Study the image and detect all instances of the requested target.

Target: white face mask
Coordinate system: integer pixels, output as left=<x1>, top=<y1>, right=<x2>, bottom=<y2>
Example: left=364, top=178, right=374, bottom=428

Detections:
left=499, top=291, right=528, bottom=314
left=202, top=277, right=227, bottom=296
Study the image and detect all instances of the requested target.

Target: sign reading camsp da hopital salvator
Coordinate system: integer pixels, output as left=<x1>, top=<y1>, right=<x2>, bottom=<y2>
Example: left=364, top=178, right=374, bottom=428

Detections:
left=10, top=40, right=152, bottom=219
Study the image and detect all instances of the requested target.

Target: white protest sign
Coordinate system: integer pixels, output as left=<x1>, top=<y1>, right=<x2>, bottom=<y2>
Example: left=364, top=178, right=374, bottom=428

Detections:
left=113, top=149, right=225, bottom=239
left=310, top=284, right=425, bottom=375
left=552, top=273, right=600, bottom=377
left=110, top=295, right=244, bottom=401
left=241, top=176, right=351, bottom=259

:: WHAT THE TASK ASKS ::
Once more, give all the records exactly as they were written.

:: SOLUTION FOR THIS EXERCISE ::
Study the image and detect all instances of the requested target.

Target: white face mask
Coordinate system: integer pixels, output as left=<x1>, top=<y1>, right=<x2>, bottom=<y2>
Example: left=364, top=178, right=374, bottom=428

Detections:
left=499, top=291, right=528, bottom=314
left=202, top=277, right=227, bottom=296
Study the image and detect all instances of the requested target.

Target: sign reading camsp da hopital salvator
Coordinate system: integer pixels, output as left=<x1>, top=<y1>, right=<x2>, bottom=<y2>
Example: left=364, top=178, right=374, bottom=428

Detections:
left=10, top=40, right=152, bottom=219
Study the image and detect all instances of the requested target.

Target: white protest sign
Coordinate system: integer pixels, output as left=<x1>, top=<y1>, right=<x2>, bottom=<y2>
Example: left=364, top=178, right=374, bottom=428

Detections:
left=113, top=149, right=225, bottom=239
left=310, top=284, right=425, bottom=375
left=552, top=273, right=600, bottom=377
left=110, top=295, right=244, bottom=401
left=241, top=176, right=351, bottom=259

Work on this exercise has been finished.